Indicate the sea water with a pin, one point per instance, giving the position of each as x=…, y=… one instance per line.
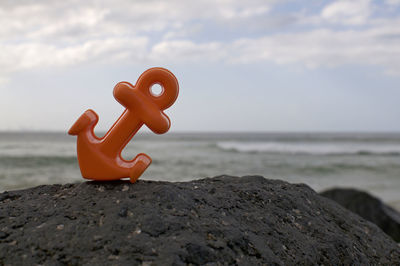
x=369, y=162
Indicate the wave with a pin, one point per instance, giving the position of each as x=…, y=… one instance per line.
x=35, y=161
x=312, y=148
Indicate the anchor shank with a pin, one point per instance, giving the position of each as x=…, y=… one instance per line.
x=120, y=134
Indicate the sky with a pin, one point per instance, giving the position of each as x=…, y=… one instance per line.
x=284, y=65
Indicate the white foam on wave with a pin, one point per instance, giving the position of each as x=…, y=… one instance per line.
x=318, y=148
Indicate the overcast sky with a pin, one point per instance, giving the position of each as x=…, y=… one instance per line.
x=300, y=65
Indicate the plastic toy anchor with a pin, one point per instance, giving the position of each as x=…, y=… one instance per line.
x=100, y=158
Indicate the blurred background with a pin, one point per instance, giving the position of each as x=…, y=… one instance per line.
x=304, y=91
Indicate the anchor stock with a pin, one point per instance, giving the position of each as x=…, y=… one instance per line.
x=100, y=158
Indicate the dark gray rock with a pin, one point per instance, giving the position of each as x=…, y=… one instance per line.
x=368, y=207
x=222, y=220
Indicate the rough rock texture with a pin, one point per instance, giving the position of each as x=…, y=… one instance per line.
x=221, y=220
x=368, y=207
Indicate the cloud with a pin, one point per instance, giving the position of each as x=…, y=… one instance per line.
x=393, y=2
x=353, y=12
x=58, y=34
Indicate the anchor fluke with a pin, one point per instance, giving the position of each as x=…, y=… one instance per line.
x=100, y=158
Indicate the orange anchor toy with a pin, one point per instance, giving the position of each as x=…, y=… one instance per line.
x=100, y=158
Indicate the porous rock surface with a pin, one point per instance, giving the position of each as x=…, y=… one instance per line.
x=368, y=207
x=215, y=221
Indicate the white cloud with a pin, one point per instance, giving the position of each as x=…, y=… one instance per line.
x=353, y=12
x=67, y=33
x=393, y=2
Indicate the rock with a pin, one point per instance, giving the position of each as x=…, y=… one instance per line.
x=368, y=207
x=222, y=220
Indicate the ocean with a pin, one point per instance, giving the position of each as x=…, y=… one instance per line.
x=369, y=162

*THE REQUEST*:
Repeat the records above exactly, leaving out any pictures they contain.

*EXPECTED OUTPUT*:
Indicate the sea water with a pin, one point per instance, giving the position of each as x=…, y=… one instance per line.
x=369, y=162
Indicate the wave with a pin, one point per instance, giving the position of each as x=…, y=… one instance per line.
x=35, y=161
x=312, y=148
Indicate the anchor shank with a pin, one point per instance, giving the position of each as x=…, y=… one instance per line.
x=120, y=134
Indicate the sky with a pin, one point per instance, giving the position of each as x=…, y=… one instance per line.
x=284, y=65
Indicate the white foam on wave with a pin, one point per instance, giving the position of each as x=…, y=… one instance per line.
x=318, y=148
Indicate the overcast sky with a pin, one point per instance, giving the position of each as x=…, y=… one instance per line.
x=300, y=65
Indicate the plastic toy anchor with a pin, one point per instance, giving the position of each as x=…, y=… one instance per line.
x=100, y=158
Indicate the blurred background with a pin, one point per instance, giving the position of each as x=…, y=… one instance per line.
x=304, y=91
Indicate the anchor stock with a pin, one point per instance, giving the position of each as x=…, y=… one instance per line.
x=100, y=158
Indicate the dark gray rock with a pin, one point per instance, giving the position of each as x=…, y=… one instance per line.
x=368, y=207
x=222, y=220
Indicate the rough rock texture with a pin, one point per instance, giving the position of each as x=…, y=… one instance per line.
x=221, y=220
x=368, y=207
Indicate the cloud with a pin, one point per instance, giving the position of each as x=…, y=… one instance per line.
x=393, y=2
x=353, y=12
x=58, y=34
Indicate the anchor fluke with a pin, one point per instance, giving the position of each as x=…, y=… one instance per line.
x=100, y=158
Indicate the orange anchor toy with a pin, one point per instance, giving the position of each as x=…, y=… one instance per line.
x=100, y=158
Indicate the porous rock surface with a pin, one point per instance, giving the position of each as x=…, y=… one instance per line.
x=368, y=207
x=215, y=221
Indicate the white cloud with a pin, one point per instance, giving the position of each as x=…, y=… one instance per line.
x=353, y=12
x=67, y=33
x=393, y=2
Indicate the rock with a pin, one point per instance, giving the position of each as x=…, y=… one instance per line.
x=368, y=207
x=222, y=220
Indicate the ocean with a pin, one point per instance, giving the position of each as x=…, y=… one instance per line.
x=369, y=162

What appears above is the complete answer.